From the first line to the last, repeat the records exactly and skip the pictures.

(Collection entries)
+ + + +
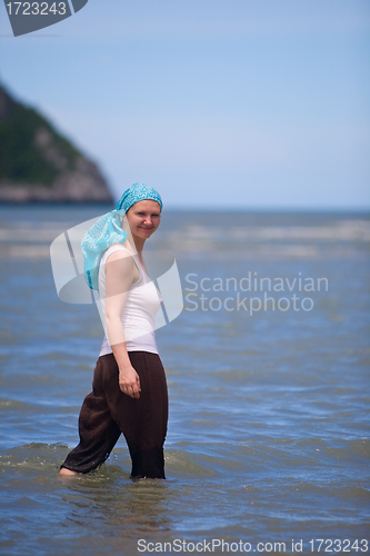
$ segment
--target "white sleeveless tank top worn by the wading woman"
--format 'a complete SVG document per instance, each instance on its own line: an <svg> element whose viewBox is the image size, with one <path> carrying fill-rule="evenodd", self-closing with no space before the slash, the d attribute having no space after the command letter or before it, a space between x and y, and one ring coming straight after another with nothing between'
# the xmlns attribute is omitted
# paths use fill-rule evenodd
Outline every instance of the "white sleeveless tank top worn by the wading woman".
<svg viewBox="0 0 370 556"><path fill-rule="evenodd" d="M124 249L133 257L129 249L119 245L110 247L102 256L99 268L99 304L103 317L106 315L106 262L108 257L119 249ZM154 336L154 319L161 307L162 299L154 282L146 275L141 265L136 260L136 257L133 257L133 260L139 269L140 278L137 282L132 284L121 315L126 347L128 351L149 351L151 354L158 354ZM106 334L100 356L112 353L108 340L106 321L104 319L102 320Z"/></svg>

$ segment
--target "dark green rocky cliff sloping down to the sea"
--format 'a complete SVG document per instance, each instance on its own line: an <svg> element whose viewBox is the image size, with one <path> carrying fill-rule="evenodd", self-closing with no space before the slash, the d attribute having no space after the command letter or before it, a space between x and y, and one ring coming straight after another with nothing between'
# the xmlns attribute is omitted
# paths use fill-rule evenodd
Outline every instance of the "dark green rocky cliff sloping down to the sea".
<svg viewBox="0 0 370 556"><path fill-rule="evenodd" d="M0 201L112 202L98 167L1 86Z"/></svg>

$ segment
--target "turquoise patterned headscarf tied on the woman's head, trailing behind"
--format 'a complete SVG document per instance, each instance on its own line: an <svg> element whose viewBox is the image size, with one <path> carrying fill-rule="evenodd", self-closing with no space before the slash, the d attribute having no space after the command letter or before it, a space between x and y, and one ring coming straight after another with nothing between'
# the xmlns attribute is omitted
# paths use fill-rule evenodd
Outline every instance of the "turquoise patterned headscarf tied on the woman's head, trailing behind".
<svg viewBox="0 0 370 556"><path fill-rule="evenodd" d="M99 265L103 252L113 244L123 244L127 232L121 228L123 216L132 205L143 200L157 201L162 210L162 199L156 189L144 183L133 183L124 191L116 210L102 216L87 231L82 241L84 279L91 289L99 291Z"/></svg>

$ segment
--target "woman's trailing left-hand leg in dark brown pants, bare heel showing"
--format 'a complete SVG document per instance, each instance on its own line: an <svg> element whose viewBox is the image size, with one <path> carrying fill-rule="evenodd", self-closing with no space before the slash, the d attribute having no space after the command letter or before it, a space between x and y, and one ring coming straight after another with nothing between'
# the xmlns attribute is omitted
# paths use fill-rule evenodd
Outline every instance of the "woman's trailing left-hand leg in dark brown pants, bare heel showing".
+ + + +
# EXERCISE ANSWER
$ segment
--target "white sleeveless tank top worn by the wading woman"
--format 'a complete SVG document per instance, each instance on its own line: an <svg> element whose viewBox is the image size, with one <path> carrying fill-rule="evenodd", self-closing with no space before the slash, the d attribute having no space after the command letter or before it, a space between x and y, and one ring coming straight after another with nothing between'
# the xmlns attribute is omitted
# paths use fill-rule evenodd
Outline every instance of the "white sleeveless tank top worn by the wading woman".
<svg viewBox="0 0 370 556"><path fill-rule="evenodd" d="M124 249L133 257L129 249L119 245L110 247L102 256L99 268L99 304L103 317L106 315L106 262L108 257L119 249ZM154 336L154 319L161 307L162 299L154 282L146 275L141 265L136 260L136 257L133 257L133 260L139 269L140 278L137 282L132 284L121 315L126 347L128 351L149 351L151 354L158 354ZM106 334L100 356L112 353L108 340L106 321L104 319L102 320Z"/></svg>

$ segment
--target "dark green rocky cliff sloping down to the sea"
--format 'a complete SVG document per instance, each instance on its own line: an <svg> element whose viewBox is the image size, with one <path> carrying fill-rule="evenodd", self-closing with no space before the slash, the d attribute having no space after the command letter or before it, a space between x and y, and one ring coming straight after another with nothing between'
# the xmlns attribute is omitted
# paths use fill-rule evenodd
Outline every instance of the "dark green rocky cliff sloping down to the sea".
<svg viewBox="0 0 370 556"><path fill-rule="evenodd" d="M0 201L112 202L98 167L1 86Z"/></svg>

$ segment
--target "turquoise patterned headscarf tied on the woman's head, trailing behind"
--format 'a complete SVG document per instance, each instance on its own line: an <svg> element whose viewBox is the image size, with one <path> carrying fill-rule="evenodd", self-closing with no space before the slash, the d attribute having no space after the command letter or before it, a space between x and y, and one ring coming straight after another with nothing between'
# the xmlns attribute is omitted
# paths use fill-rule evenodd
Outline every instance of the "turquoise patterned headscarf tied on the woman's head, trailing behind".
<svg viewBox="0 0 370 556"><path fill-rule="evenodd" d="M99 265L103 252L113 244L123 244L127 232L121 228L123 216L132 205L143 200L157 201L162 210L162 199L156 189L144 183L133 183L124 191L116 210L102 216L87 231L82 241L84 279L91 289L99 291Z"/></svg>

$ segment
--target "woman's trailing left-hand leg in dark brown pants, bare heel showing"
--format 'a complete SVG document per instance, each instance on its own line: an <svg> element whose viewBox is the image size, with one <path> carrying fill-rule="evenodd", self-closing with no space before the slash, the d attribute having no space after the command letter or before it, a space between x and y, and one ring coming straight after another with nothing between'
# the xmlns attribute is omitted
# paths use fill-rule evenodd
Outline every instance of the "woman's trailing left-hand leg in dark brown pants, bare heel showing".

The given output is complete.